• **Written task**: Give only the number of lines in the records below that contain the word "point".

• **Excerpted data**:

** BEGIN **

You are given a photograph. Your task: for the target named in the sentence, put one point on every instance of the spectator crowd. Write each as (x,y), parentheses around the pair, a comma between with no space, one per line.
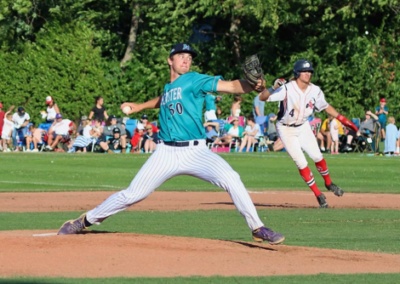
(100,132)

** END **
** BEGIN **

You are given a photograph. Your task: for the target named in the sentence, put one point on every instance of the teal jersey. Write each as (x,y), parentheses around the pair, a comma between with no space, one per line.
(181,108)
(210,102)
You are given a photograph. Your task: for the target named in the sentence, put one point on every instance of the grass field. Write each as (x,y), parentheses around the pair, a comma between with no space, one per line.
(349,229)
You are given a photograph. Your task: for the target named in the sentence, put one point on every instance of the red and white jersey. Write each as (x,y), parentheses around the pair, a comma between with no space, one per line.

** END **

• **Task solution**: 4